__EXERCISE GOAL__
Return every line from the one with "Record the location of each instance of the grass with" through the one with "Record the location of each instance of the ground", inclusive, exactly as it appears below.

__RECORDS SUPPLIED__
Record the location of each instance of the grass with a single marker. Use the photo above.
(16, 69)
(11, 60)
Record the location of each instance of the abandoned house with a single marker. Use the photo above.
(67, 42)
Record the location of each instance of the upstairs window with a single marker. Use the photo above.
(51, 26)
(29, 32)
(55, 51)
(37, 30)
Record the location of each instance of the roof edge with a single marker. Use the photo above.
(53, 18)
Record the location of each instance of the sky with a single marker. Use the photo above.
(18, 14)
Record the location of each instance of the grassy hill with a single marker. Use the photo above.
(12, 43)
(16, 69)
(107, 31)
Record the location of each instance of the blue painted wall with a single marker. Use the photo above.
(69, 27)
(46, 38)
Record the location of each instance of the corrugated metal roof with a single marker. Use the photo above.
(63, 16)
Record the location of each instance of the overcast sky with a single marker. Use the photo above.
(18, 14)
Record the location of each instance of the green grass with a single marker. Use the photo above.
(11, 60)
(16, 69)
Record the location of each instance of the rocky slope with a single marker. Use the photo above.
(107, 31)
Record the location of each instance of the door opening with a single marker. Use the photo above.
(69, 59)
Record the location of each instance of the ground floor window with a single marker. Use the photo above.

* * *

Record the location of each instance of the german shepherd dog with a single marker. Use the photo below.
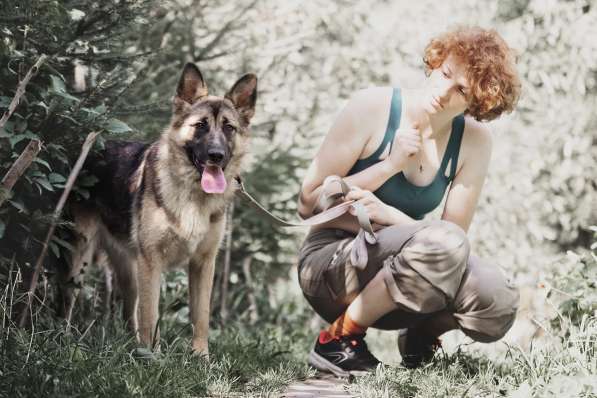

---

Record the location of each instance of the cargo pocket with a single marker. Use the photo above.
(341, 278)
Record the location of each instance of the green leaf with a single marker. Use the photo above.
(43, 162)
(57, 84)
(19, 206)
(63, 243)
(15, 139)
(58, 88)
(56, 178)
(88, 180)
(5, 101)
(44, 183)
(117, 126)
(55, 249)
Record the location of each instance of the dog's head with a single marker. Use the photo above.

__REPLY__
Record the location of each instance of the grass with a single marker. Use the photo above.
(16, 69)
(11, 60)
Record the location of each instance of the abandoned house with a single marker. Use the photo above.
(67, 42)
Record the location of each instance of the upstairs window with a single marker. Use the photo above.
(51, 26)
(29, 32)
(55, 51)
(37, 30)
Record the location of each instance of the roof edge with a single marker. Use the photo above.
(53, 18)
Record the location of each instance of the sky with a single marker. Use the photo above.
(18, 14)
Record the location of each instance of the grassy hill with a single marker. Use the photo above.
(12, 43)
(16, 69)
(107, 31)
Record the location of each instance of the blue painted wall with a single marker. Use the photo above.
(69, 27)
(46, 38)
Record the location of each instance of the corrugated metal roof with a single marker. Use the photo above.
(63, 16)
Record the location of each instance of the overcast sky with a single marker. Use the photo above.
(18, 14)
Record the location of each instance of the green grass with a single marker. Use the photo above.
(11, 60)
(16, 69)
Record the location of each instance of the rocky slope with a single marker. Use the photo above.
(107, 31)
Record the location of each instance of the door opening with a single marker. Use the photo above.
(69, 59)
Record the location of each instance of the ground floor window with a single marker. Use the photo above.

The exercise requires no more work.